EXERCISE DETAILS
Write out the records below from the first line through the line containing "positive clicks: (1434, 211) (361, 193)", leaving out any pictures.
(MATERIAL SHOWN)
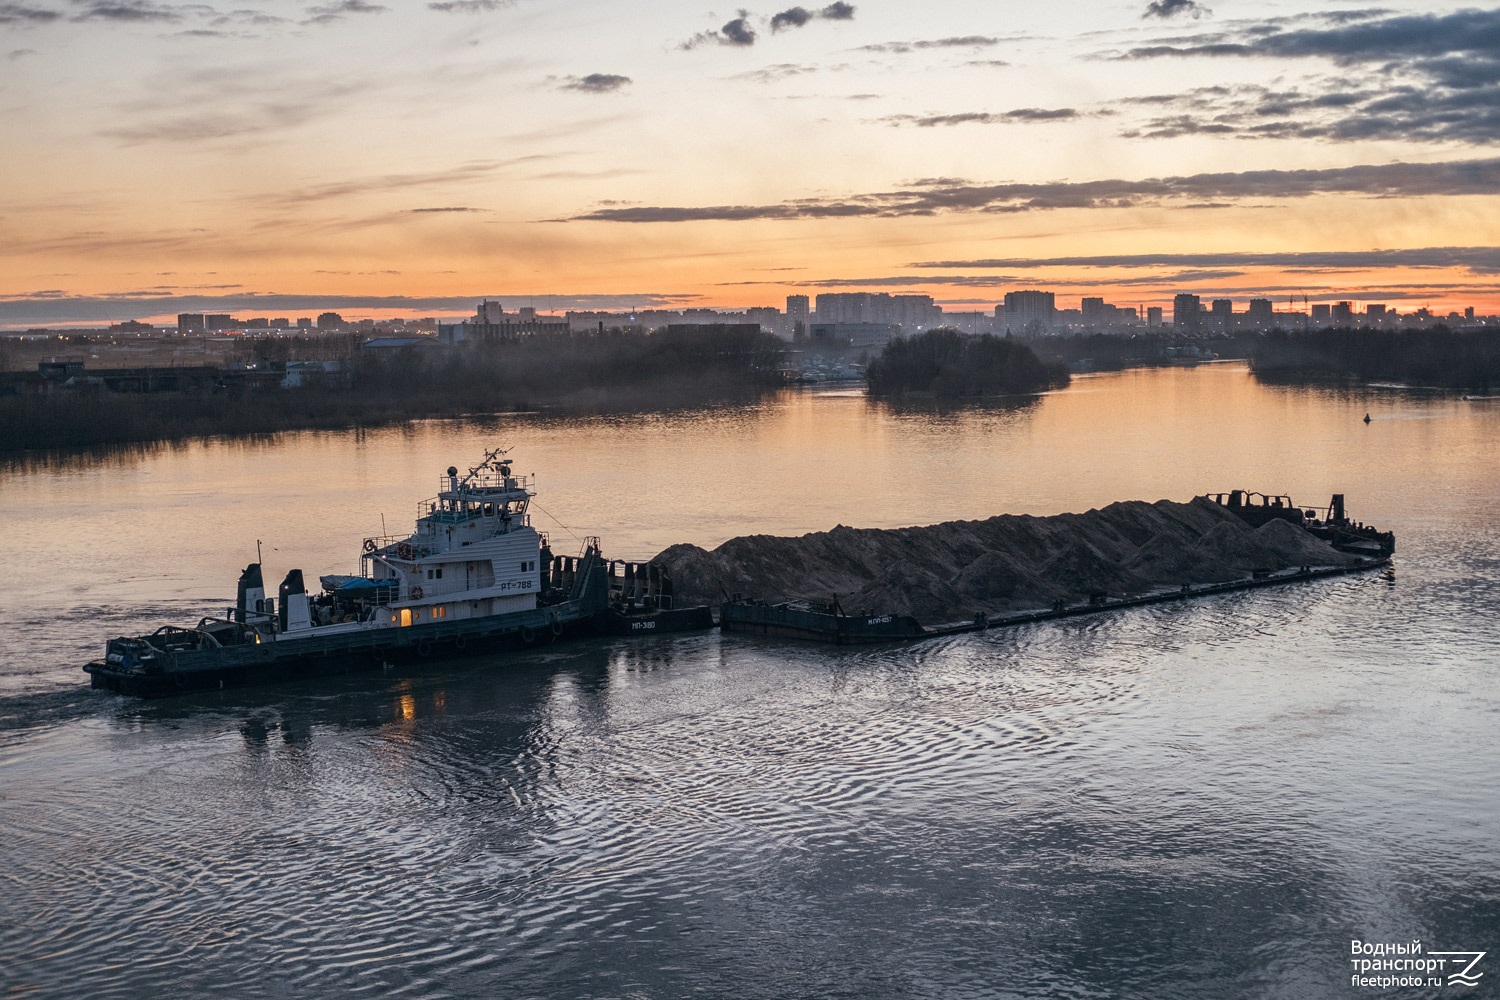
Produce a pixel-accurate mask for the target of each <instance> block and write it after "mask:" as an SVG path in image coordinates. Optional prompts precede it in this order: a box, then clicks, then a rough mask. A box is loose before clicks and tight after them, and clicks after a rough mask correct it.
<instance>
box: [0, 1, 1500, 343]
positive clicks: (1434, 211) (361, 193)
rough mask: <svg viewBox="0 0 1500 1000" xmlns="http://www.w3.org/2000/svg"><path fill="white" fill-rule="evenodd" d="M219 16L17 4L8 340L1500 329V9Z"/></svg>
mask: <svg viewBox="0 0 1500 1000" xmlns="http://www.w3.org/2000/svg"><path fill="white" fill-rule="evenodd" d="M242 3H243V4H248V6H236V4H242ZM236 4H213V6H210V4H198V3H192V4H174V3H156V1H154V0H0V135H3V136H5V141H3V142H0V172H3V177H5V184H3V189H0V253H3V268H0V325H3V327H12V328H13V327H24V325H33V324H62V322H78V324H99V322H105V321H110V319H113V321H120V319H126V318H160V316H169V315H174V313H177V312H180V310H214V312H236V313H240V315H251V313H254V315H308V313H309V312H312V310H317V309H323V307H330V309H341V310H344V312H345V315H348V316H374V315H455V313H463V312H469V310H471V309H472V303H474V301H475V300H477V298H478V297H481V295H489V297H498V298H501V301H502V303H504V304H505V307H507V309H513V307H517V306H526V304H534V306H537V307H538V309H549V307H550V309H556V310H562V309H568V307H625V306H637V307H648V306H687V304H705V306H723V307H736V306H757V304H775V306H781V304H784V297H786V295H787V294H790V292H807V294H811V295H816V294H819V292H822V291H840V289H868V291H892V292H927V294H932V295H935V297H936V298H938V300H939V301H942V303H944V304H945V306H948V307H950V309H992V307H993V306H995V303H996V301H999V300H1001V297H1002V295H1004V292H1005V291H1010V289H1017V288H1050V289H1053V291H1056V292H1058V294H1059V306H1077V298H1079V297H1080V295H1089V294H1103V295H1104V297H1106V298H1107V300H1109V301H1115V303H1118V304H1164V303H1166V304H1169V306H1170V298H1172V295H1173V294H1175V292H1179V291H1194V292H1199V294H1202V295H1205V297H1233V298H1236V300H1238V307H1239V309H1244V301H1245V300H1247V298H1250V297H1251V295H1268V297H1272V298H1274V300H1277V307H1278V309H1286V307H1287V301H1289V297H1295V298H1296V307H1298V309H1301V307H1302V295H1304V294H1307V295H1308V298H1310V300H1311V301H1331V300H1335V298H1350V300H1355V301H1356V303H1388V304H1391V306H1394V307H1397V309H1400V310H1403V312H1409V310H1412V309H1416V307H1418V306H1424V304H1427V306H1430V307H1434V309H1442V310H1443V312H1446V310H1448V309H1455V307H1463V306H1476V307H1479V310H1481V312H1500V196H1497V195H1500V7H1473V6H1469V7H1461V6H1448V4H1440V3H1392V4H1383V6H1382V7H1379V9H1376V7H1362V6H1356V4H1338V3H1326V1H1323V0H1283V1H1251V0H1208V1H1206V3H1199V1H1196V0H1152V1H1149V3H1148V0H1139V1H1137V0H1133V1H1127V3H1110V1H1104V0H1055V1H1052V3H1014V1H1011V3H995V1H993V0H990V1H984V3H981V1H977V0H975V1H944V0H938V1H935V3H924V4H912V3H889V1H885V0H874V1H868V0H861V1H858V3H852V4H847V3H840V1H835V3H832V4H831V6H808V7H801V6H766V7H756V9H748V10H741V9H735V7H708V6H705V4H703V3H685V1H681V0H658V1H657V3H649V4H648V3H622V1H616V0H591V1H589V3H580V1H561V0H514V1H504V0H440V1H434V3H407V1H396V0H386V1H384V3H380V1H377V0H332V1H330V3H324V4H305V3H287V1H284V0H263V1H257V0H236Z"/></svg>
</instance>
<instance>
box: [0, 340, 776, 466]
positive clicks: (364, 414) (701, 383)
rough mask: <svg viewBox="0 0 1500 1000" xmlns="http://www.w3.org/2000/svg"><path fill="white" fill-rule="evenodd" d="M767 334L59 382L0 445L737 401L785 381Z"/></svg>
mask: <svg viewBox="0 0 1500 1000" xmlns="http://www.w3.org/2000/svg"><path fill="white" fill-rule="evenodd" d="M780 358H781V345H780V342H778V340H775V337H771V336H768V334H739V333H724V334H717V333H700V331H694V333H691V334H670V333H658V334H651V336H645V334H633V333H624V334H577V336H565V337H534V339H526V340H517V342H507V343H495V345H474V346H463V348H449V349H444V348H437V346H423V348H402V349H396V351H380V352H375V351H369V352H366V354H356V355H354V357H353V358H350V360H348V367H347V381H344V384H309V385H303V387H294V388H278V387H275V384H273V385H272V387H269V388H260V390H249V391H225V390H216V391H202V393H150V394H147V393H111V391H99V390H93V391H90V390H89V388H68V390H60V391H54V393H49V394H45V396H12V397H3V399H0V453H24V451H42V450H66V448H86V447H96V445H114V444H139V442H151V441H180V439H187V438H202V436H214V435H225V436H248V435H264V433H278V432H287V430H321V429H344V427H378V426H389V424H399V423H405V421H410V420H419V418H446V417H466V415H492V414H502V412H516V411H534V409H549V411H556V412H562V414H579V415H582V414H598V412H631V411H642V409H672V408H688V406H703V405H712V403H744V402H753V400H756V399H759V397H760V396H762V394H765V393H768V391H772V390H775V388H778V387H780V385H781V378H780V373H778V369H780Z"/></svg>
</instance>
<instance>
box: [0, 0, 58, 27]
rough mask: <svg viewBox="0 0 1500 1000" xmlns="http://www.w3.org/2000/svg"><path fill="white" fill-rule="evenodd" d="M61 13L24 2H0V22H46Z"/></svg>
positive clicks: (28, 23)
mask: <svg viewBox="0 0 1500 1000" xmlns="http://www.w3.org/2000/svg"><path fill="white" fill-rule="evenodd" d="M60 16H63V15H62V13H58V12H57V10H49V9H46V7H28V6H26V4H24V3H0V24H46V22H48V21H55V19H58V18H60Z"/></svg>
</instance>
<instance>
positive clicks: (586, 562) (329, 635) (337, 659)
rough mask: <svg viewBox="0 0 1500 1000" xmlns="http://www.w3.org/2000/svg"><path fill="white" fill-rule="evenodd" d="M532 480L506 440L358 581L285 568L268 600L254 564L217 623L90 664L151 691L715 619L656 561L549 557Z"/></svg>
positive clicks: (394, 660)
mask: <svg viewBox="0 0 1500 1000" xmlns="http://www.w3.org/2000/svg"><path fill="white" fill-rule="evenodd" d="M531 486H532V484H531V480H529V477H522V475H514V474H513V472H511V463H510V460H508V459H505V453H504V451H501V450H498V448H496V450H492V451H487V453H486V454H484V460H483V462H480V463H478V465H477V466H474V468H472V469H469V471H468V474H466V475H462V477H460V475H459V471H458V469H456V468H453V466H450V468H449V471H447V474H446V475H444V477H443V480H441V483H440V489H438V493H437V496H434V498H431V499H428V501H423V502H422V504H420V505H419V508H417V522H416V529H414V531H413V532H411V534H408V535H399V537H398V535H386V537H380V535H377V537H369V538H365V540H363V543H362V549H360V556H359V558H360V573H359V574H357V576H324V577H321V579H320V583H321V585H323V591H321V592H320V594H309V592H308V589H306V586H305V583H303V574H302V570H291V571H290V573H288V574H287V577H285V579H284V580H282V583H281V586H279V589H278V592H276V595H275V597H267V594H266V586H264V580H263V576H261V564H260V562H254V564H251V565H249V567H246V570H245V571H243V573H242V574H240V582H239V595H237V600H236V606H234V607H231V609H228V610H226V612H225V615H223V616H222V618H204V619H202V621H199V622H198V625H196V627H193V628H180V627H174V625H163V627H162V628H157V630H156V631H154V633H151V634H148V636H135V637H118V639H111V640H110V642H108V643H107V646H105V657H104V658H102V660H98V661H95V663H90V664H87V666H86V667H84V670H87V672H89V675H90V678H92V685H93V687H96V688H105V690H110V691H120V693H123V694H138V696H145V697H150V696H160V694H177V693H180V691H193V690H217V688H225V687H240V685H246V684H264V682H273V681H291V679H300V678H314V676H324V675H332V673H350V672H354V670H360V669H372V667H381V666H383V664H387V663H390V661H396V660H404V658H426V657H443V655H458V654H460V652H466V651H475V649H480V648H486V646H499V645H513V646H531V645H535V643H540V642H550V640H553V639H556V637H559V636H562V634H565V633H571V631H591V633H597V631H615V633H625V634H631V633H634V634H639V633H642V631H675V630H679V628H690V627H696V628H703V627H708V625H711V624H712V619H711V616H709V612H708V609H706V607H699V609H673V607H672V595H670V591H672V588H670V580H669V579H667V577H666V574H664V573H661V571H660V568H657V567H649V565H648V564H639V565H637V564H619V562H606V561H604V558H603V556H601V553H600V547H598V540H597V538H585V540H583V546H582V553H580V555H577V556H555V555H552V549H550V546H549V544H547V537H546V535H544V534H543V532H538V531H537V529H535V528H532V526H531V519H529V513H528V511H529V505H531V498H532V489H531ZM621 567H622V568H624V573H622V574H621ZM637 577H639V579H637ZM705 619H706V621H705Z"/></svg>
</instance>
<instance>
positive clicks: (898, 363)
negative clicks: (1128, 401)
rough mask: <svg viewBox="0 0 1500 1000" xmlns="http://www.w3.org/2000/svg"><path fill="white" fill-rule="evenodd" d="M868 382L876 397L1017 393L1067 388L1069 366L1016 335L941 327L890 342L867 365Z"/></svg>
mask: <svg viewBox="0 0 1500 1000" xmlns="http://www.w3.org/2000/svg"><path fill="white" fill-rule="evenodd" d="M865 382H867V384H868V387H870V394H871V396H903V394H910V393H922V394H930V396H936V397H941V399H960V397H978V396H1014V394H1031V393H1044V391H1047V390H1049V388H1064V387H1067V385H1068V367H1067V364H1062V363H1050V364H1049V363H1044V361H1041V360H1040V358H1038V357H1037V354H1035V352H1034V351H1032V349H1031V348H1028V346H1026V345H1023V343H1020V342H1017V340H1014V339H1010V337H996V336H993V334H987V333H986V334H980V336H972V334H965V333H959V331H957V330H945V328H939V330H929V331H926V333H919V334H916V336H913V337H897V339H894V340H891V342H889V343H886V345H885V348H882V351H880V354H879V355H877V357H876V358H873V360H871V361H870V364H868V367H867V369H865Z"/></svg>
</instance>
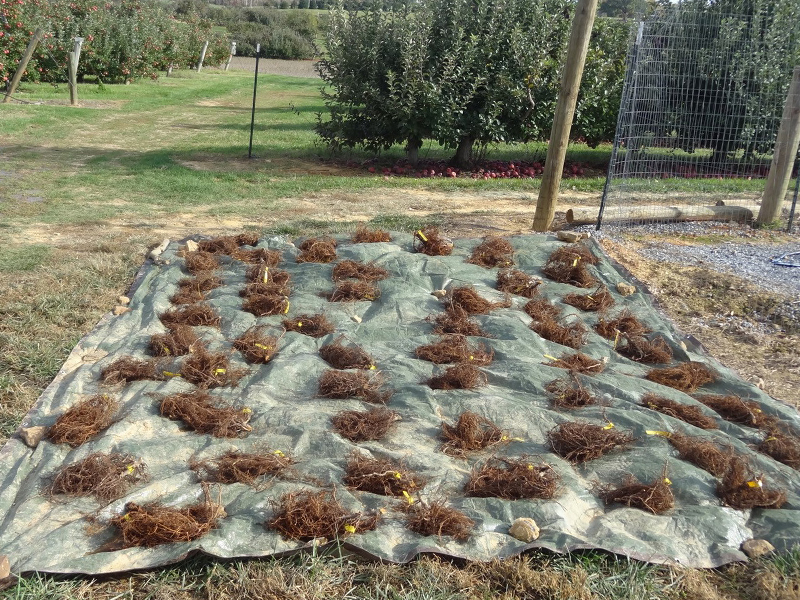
(End MATERIAL SHOWN)
ANSWER AREA
Produce a pixel-accurate mask for the target of each <instance> block and write it after "mask:" as an SVG path in image coordinates. Optional prompts precede it in this order: a box, then clicks, then a rough mask. A box is loose before clicks and tight after them, and clicks after a rough mask correct it.
<instance>
box: [0, 1, 1500, 343]
positive clicks: (1434, 211) (361, 193)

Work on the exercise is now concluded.